(DOCUMENT EXCERPT)
Real life: ‘My 48J boobs keep me housebound’

Reported on closer mag 

When Fiona Hornby gave birth to her son William last July, she was too scared to breastfeed him for fear of crushing him, because of the size and weight of her bust

Fiona, 25, suffers from macromastia, a condition that means she possesses an abnormal amount of breast tissue – it also means her breasts are constantly growing.

She explains, “Since I hit puberty aged 10, my boobs have grown roughly a cup size every year, and they’re still getting bigger. I struggle to find bras big enough, and find it hard to walk more than a few paces without my back hurting because of their weight. At the moment, the pain means I’m housebound.”

The mum of one is desperate to have a breast reduction before her son starts walking. She says, “It’s not covered on the NHS, so I’m trying to crowdfund, as I’m at my wits’ end. I don’t know what I’ll do once William starts walking, as I won’t be able to keep up with him. At the moment, I can’t even hug him properly, as my boobs are in the way.”

Fiona – who lives in Bolton with her partner Billy, a recruitment consultant – started puberty at the age of 10, and the first time she was measured for a bra at the age of 12, she was a C cup.

She says, “By the time I was 15, my boobs were an F cup and, at 18, a G cup. I always had to wear a bra to support the weight, and I couldn’t wear little dresses like my friends did. It really affected my confidence.”

In 2015, when she began suffering from severe back pain, Fiona went to the doctors and was diagnosed with macromastia.

She says, “I thought I’d be offered a reduction, but it’s not covered on the NHS in my area. So now I’m saving up for the £6,500 operation. I’m trying to be positive, but it’s hard. I can’t work because I’m in too much pain, and I can’t be on my feet for long. It worries me how big they’ll get.
(End DOCUMENT EXCERPT)
(INFORMATION PROVIDED)
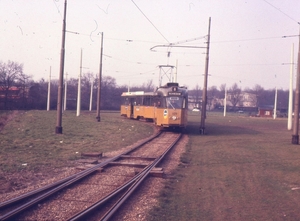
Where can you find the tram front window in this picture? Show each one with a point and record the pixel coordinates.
(174, 102)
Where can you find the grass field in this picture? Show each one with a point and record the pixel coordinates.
(28, 140)
(243, 169)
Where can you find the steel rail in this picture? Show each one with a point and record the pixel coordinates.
(131, 185)
(67, 182)
(137, 183)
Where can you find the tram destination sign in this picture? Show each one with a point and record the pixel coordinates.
(173, 93)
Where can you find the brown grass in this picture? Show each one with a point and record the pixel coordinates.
(242, 169)
(29, 142)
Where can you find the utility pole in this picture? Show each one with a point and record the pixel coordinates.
(79, 88)
(204, 94)
(65, 98)
(58, 128)
(91, 95)
(49, 86)
(295, 135)
(99, 81)
(290, 107)
(225, 102)
(275, 105)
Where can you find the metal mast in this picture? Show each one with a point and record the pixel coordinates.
(204, 94)
(99, 81)
(58, 128)
(295, 135)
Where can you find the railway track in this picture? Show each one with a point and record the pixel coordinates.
(102, 188)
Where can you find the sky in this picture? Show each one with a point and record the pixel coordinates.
(251, 41)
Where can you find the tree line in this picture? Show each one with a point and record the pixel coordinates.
(19, 91)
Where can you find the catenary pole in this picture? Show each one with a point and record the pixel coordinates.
(225, 102)
(275, 105)
(99, 81)
(65, 98)
(49, 89)
(204, 94)
(290, 108)
(58, 128)
(79, 88)
(295, 135)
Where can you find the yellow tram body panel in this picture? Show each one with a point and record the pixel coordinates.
(126, 111)
(171, 117)
(167, 106)
(146, 112)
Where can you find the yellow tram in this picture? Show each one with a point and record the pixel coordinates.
(166, 107)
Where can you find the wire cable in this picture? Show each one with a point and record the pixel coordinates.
(278, 9)
(150, 21)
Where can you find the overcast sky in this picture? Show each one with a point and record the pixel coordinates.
(247, 44)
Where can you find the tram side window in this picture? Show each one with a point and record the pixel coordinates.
(174, 102)
(158, 102)
(147, 101)
(184, 103)
(126, 101)
(138, 101)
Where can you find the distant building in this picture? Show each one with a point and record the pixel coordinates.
(266, 111)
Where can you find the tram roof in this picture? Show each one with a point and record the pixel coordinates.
(137, 93)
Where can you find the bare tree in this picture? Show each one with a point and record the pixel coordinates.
(234, 95)
(211, 95)
(10, 75)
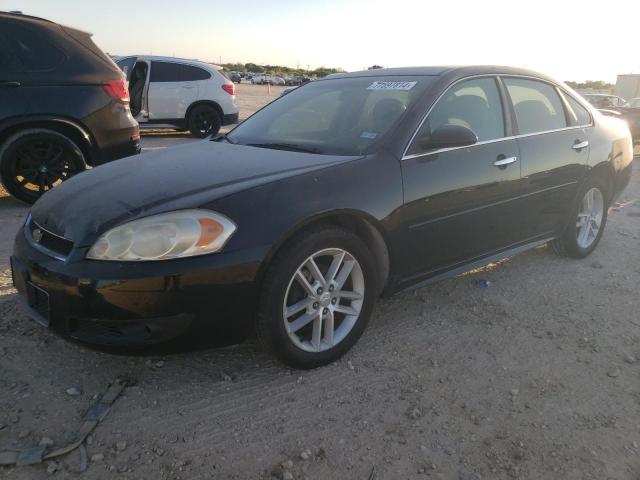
(End INFORMATION PROVIDED)
> _WHAT THE EXERCISE ASKS_:
Write out the entire article about Fiona Hornby's macromastia word for word. These lines are separate material and have nothing to do with the article.

> _OUTPUT OF THE EXERCISE_:
Real life: ‘My 48J boobs keep me housebound’

Reported on closer mag 

When Fiona Hornby gave birth to her son William last July, she was too scared to breastfeed him for fear of crushing him, because of the size and weight of her bust

Fiona, 25, suffers from macromastia, a condition that means she possesses an abnormal amount of breast tissue – it also means her breasts are constantly growing.

She explains, “Since I hit puberty aged 10, my boobs have grown roughly a cup size every year, and they’re still getting bigger. I struggle to find bras big enough, and find it hard to walk more than a few paces without my back hurting because of their weight. At the moment, the pain means I’m housebound.”

The mum of one is desperate to have a breast reduction before her son starts walking. She says, “It’s not covered on the NHS, so I’m trying to crowdfund, as I’m at my wits’ end. I don’t know what I’ll do once William starts walking, as I won’t be able to keep up with him. At the moment, I can’t even hug him properly, as my boobs are in the way.”

Fiona – who lives in Bolton with her partner Billy, a recruitment consultant – started puberty at the age of 10, and the first time she was measured for a bra at the age of 12, she was a C cup.

She says, “By the time I was 15, my boobs were an F cup and, at 18, a G cup. I always had to wear a bra to support the weight, and I couldn’t wear little dresses like my friends did. It really affected my confidence.”

In 2015, when she began suffering from severe back pain, Fiona went to the doctors and was diagnosed with macromastia.

She says, “I thought I’d be offered a reduction, but it’s not covered on the NHS in my area. So now I’m saving up for the £6,500 operation. I’m trying to be positive, but it’s hard. I can’t work because I’m in too much pain, and I can’t be on my feet for long. It worries me how big they’ll get.